WHAT IS EXPECTED: Every line below that holds "strap" must be copied.
:: DATA TO EXAMINE
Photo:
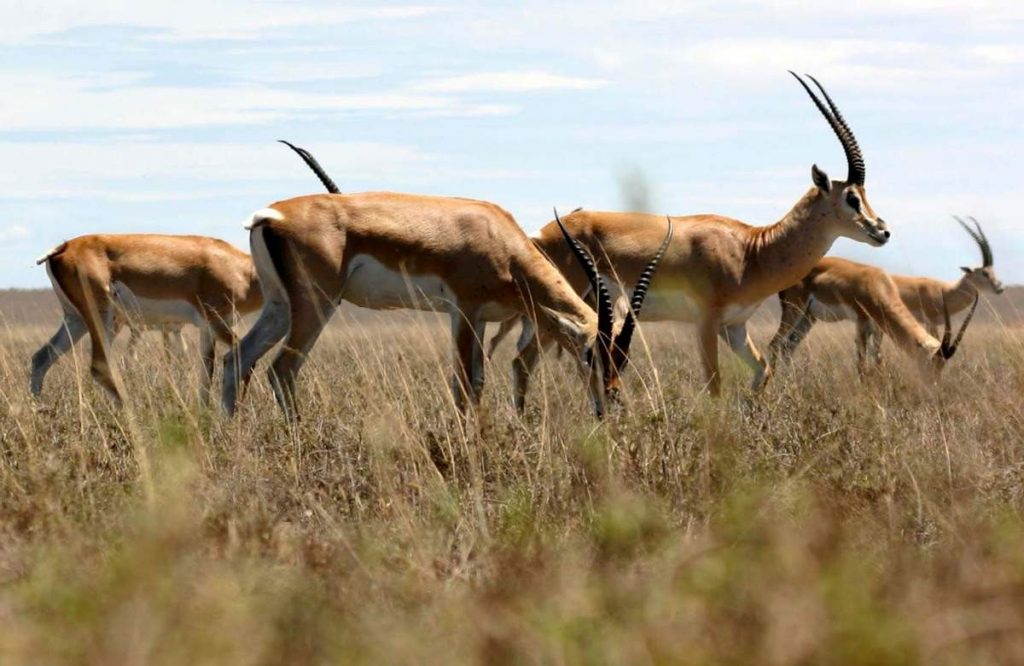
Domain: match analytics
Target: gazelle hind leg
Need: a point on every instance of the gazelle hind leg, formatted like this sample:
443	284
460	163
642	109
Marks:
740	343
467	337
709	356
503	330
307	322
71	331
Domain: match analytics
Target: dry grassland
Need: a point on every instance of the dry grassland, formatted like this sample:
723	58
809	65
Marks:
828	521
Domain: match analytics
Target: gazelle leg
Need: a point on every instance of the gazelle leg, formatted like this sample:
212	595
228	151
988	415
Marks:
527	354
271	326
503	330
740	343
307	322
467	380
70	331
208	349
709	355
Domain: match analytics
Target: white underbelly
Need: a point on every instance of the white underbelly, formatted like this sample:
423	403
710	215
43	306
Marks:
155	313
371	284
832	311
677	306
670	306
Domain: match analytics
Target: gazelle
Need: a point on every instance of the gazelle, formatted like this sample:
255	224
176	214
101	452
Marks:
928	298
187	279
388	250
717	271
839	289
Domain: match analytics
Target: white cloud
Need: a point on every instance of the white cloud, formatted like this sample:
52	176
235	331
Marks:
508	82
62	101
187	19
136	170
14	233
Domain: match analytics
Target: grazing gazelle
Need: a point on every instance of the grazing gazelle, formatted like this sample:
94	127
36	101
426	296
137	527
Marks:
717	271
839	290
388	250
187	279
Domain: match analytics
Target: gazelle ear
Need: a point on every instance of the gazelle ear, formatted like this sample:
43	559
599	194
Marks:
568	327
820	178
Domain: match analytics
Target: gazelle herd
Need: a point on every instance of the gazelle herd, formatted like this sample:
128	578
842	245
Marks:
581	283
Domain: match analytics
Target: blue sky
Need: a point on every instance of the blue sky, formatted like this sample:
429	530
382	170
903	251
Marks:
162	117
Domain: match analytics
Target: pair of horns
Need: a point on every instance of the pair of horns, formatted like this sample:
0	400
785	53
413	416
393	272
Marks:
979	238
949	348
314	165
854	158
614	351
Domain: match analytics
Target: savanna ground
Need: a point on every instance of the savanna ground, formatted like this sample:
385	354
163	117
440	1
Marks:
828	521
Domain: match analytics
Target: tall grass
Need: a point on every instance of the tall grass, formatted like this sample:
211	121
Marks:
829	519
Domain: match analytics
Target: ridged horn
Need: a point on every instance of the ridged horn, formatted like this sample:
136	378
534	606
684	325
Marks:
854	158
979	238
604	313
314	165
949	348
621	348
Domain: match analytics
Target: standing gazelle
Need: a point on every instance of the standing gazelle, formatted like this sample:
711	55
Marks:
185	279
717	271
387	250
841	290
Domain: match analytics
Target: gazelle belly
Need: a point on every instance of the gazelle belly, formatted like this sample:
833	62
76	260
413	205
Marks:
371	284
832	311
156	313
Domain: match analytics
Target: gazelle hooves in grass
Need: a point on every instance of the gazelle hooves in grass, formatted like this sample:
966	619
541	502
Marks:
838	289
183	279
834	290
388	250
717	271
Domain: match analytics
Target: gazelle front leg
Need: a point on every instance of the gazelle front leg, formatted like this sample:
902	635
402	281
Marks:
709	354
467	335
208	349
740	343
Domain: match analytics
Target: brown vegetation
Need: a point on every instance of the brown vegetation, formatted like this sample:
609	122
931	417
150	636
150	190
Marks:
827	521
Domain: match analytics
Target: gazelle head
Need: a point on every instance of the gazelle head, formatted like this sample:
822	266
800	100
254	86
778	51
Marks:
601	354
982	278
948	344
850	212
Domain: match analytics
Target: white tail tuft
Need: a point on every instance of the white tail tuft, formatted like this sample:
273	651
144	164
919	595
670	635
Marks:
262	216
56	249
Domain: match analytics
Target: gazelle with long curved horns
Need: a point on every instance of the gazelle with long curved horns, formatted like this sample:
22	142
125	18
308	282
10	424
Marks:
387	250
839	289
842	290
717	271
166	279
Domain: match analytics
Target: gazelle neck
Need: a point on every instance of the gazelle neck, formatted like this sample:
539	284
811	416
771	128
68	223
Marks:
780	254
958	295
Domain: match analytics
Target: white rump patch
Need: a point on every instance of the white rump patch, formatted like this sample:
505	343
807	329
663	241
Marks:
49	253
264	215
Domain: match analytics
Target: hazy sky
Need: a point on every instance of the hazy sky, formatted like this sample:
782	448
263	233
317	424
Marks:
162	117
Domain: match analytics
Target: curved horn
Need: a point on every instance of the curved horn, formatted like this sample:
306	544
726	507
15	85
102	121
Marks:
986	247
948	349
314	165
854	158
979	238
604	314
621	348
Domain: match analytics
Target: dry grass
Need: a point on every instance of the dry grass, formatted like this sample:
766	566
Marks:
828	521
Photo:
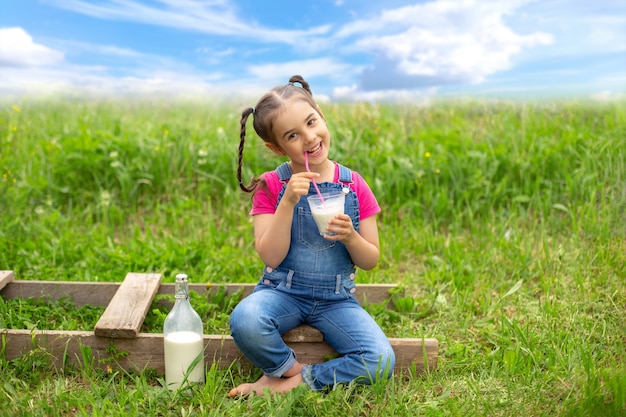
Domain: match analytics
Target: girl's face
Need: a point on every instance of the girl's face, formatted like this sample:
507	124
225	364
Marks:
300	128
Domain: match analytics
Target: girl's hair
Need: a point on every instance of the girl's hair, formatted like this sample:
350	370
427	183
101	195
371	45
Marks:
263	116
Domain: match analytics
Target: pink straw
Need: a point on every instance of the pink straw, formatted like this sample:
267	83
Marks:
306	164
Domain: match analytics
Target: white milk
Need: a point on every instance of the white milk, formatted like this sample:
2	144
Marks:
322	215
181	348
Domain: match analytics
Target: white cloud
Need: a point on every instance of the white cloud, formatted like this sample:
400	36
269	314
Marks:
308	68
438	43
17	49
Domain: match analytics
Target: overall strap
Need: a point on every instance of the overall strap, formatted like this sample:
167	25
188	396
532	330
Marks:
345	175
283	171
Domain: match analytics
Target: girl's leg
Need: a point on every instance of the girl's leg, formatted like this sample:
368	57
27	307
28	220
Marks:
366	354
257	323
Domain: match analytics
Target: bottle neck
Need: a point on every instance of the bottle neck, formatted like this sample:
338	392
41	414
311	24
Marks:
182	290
::::
RESULT OF THIS EXERCISE:
Target: overall strap
Need: a point on every instance of the overall strap, formatted like this sample:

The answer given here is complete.